Edit the stretch from the line containing "A teaching note to the class: indicate the paved" through the last of these lines, replacing "marker" with "dot" and keeping everything else the same. Give only that stretch.

--- start of Provided entries ---

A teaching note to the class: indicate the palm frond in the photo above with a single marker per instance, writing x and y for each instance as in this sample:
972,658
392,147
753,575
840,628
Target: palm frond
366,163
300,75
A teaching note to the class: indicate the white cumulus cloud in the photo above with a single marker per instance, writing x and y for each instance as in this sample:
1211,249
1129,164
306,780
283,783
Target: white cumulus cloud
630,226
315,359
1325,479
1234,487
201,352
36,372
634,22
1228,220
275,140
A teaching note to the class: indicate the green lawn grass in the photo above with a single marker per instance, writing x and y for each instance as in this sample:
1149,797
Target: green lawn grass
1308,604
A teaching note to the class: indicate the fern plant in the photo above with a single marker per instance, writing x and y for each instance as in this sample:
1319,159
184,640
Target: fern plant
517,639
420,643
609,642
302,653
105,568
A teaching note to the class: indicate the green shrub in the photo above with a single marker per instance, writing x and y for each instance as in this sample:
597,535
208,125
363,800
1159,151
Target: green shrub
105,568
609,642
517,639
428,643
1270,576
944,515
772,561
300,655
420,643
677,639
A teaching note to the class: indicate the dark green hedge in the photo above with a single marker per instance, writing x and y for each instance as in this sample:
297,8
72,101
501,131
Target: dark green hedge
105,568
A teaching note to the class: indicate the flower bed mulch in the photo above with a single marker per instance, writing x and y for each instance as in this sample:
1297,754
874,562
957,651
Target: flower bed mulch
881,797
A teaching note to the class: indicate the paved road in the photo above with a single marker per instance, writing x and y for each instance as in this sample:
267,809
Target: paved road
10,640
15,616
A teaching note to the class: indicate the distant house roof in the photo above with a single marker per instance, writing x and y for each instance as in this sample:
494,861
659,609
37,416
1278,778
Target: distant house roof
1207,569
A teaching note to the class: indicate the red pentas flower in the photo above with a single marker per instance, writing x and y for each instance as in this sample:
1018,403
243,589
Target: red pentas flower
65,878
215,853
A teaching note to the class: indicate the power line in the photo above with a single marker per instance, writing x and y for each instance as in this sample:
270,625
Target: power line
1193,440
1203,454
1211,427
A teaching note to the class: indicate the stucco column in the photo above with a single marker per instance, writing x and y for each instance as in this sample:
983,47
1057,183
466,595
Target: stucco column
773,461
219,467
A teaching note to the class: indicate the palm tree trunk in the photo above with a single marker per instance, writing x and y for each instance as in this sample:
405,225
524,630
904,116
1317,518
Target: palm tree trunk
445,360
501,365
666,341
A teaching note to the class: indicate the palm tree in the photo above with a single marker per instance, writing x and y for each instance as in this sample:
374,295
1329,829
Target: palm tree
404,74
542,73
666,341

--- end of Provided entries ---

Exercise solution:
A teaching note to the class: indicate the paved road in the photo above with a single dot per instance, writing x and y for each instance as in this sample:
267,809
Target: paved road
10,640
15,616
A teaching note to the class: indicate the distant house roof in the photo above with a single dot per instance, writing x and y for each instance as in this sample:
494,861
659,609
37,416
1278,778
Target: distant house roof
1207,569
A teaching note to the class: indicate the red pentas flower in the photo above with a single dot per instance, writing x and y for each instance as in this sample:
1018,403
243,589
Target: red pentas flower
65,878
215,853
A teaching note to the class: indicate the power line in the photo above with a single dot per instance, writing x and y for each instance as in this sample:
270,625
Target: power line
1193,440
1203,454
1211,427
A teaching note to the class: indicate the stucco column in the photo above with a single dot per instance, writing x and y for each instance as in this sample:
983,47
1057,183
466,595
Target: stucco column
773,461
219,467
A teaching note to the class: indicate the palm tree trunk in the photo above with a single dot per instance, writing x and y for each instance as in this sample:
405,225
524,630
904,116
1317,518
Target: palm tree trunk
445,360
501,365
666,341
A teaching note to the class: indicate the palm tree in the photo above with a single dot per instance, writing x and y for each instance as in this sample:
374,295
1329,829
Target: palm tree
404,74
542,73
666,341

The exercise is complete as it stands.